# [JOBS]
A – Transcribe the forum thread about downtown versus suburban life from "## nikko (Jul" to "relatively more peaceful.".
B – Answer these questions using the forum thread about downtown versus suburban life.
(i) In what suburban town does Rational Plan live?
(ii) What does pwright1 say would get old?
(iii) What places does nikko name as the kind of area to settle in with a family?

Start of TEXT BLOCK

# Downtown life vs suburban life



## JDRS (Feb 8, 2004)

Downtown! This is SSC after all.


----------



## pwright1 (Jun 1, 2003)

Downtown life all the way. In the U.S. all the suburbs look and seem the same to me. Huge housing developments where every house looks alike would drive me insane. I can't imagine myself not living near museums, galleries, great restaurants, coffee houses, bookstores and everything else downtowns have to offer. Plus driving everywhere would get old.


----------



## Talbot (Jul 13, 2004)

Right now since I am younger and if I never had kids (which I doubt) I would most certainly live in downtown. Though if I did have kids than I would move to a street car type suburb where everything is still close together.


----------



## nikko (Jul 23, 2004)

Downtown definately...

If I had a family I'd settle for a place similar to Brooklyn or Queens. Still well connected, but relatively more peaceful.


----------



## beta29 (Sep 30, 2004)

downtown of course... more action, more to see, shops, clubs....


----------



## Rational Plan (Mar 15, 2004)

If I had the cash, then I would live some where like Marleybone, Fitrovia or Bloomsbury, Quiet central city neighboorhoods, But just 10 minutes walk from Soho/Covent Garden. But since I don't earn that sort of cash I live far outside London. I live far to the west of town in a suburban town (Slough). I live ten minute walk to my local station which is just a half on the train to London, with a train every half hour. The only problem is the local public transport. Buses are hideously expensive compared to larger cities. Local subsides only cover the elderley and evening and Sunday Bus services. So consequently I use my car for everything. In comparsion when lived in Sunnisde in Gateshead which was a small suburban village just outside town, the bus services were far more frequent and cheaper due to higher subsidies. I used use the bus all the time.

End of TEXT BLOCK
Start of RAW DATA

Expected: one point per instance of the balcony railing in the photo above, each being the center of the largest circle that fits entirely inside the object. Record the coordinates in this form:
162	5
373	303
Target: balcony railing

End of RAW DATA

# [THE SOLUTIONS]
A –
## nikko (Jul 23, 2004)

Downtown definately...

If I had a family I'd settle for a place similar to Brooklyn or Queens. Still well connected, but relatively more peaceful.

B –
(i) Slough
(ii) Driving everywhere
(iii) Brooklyn or Queens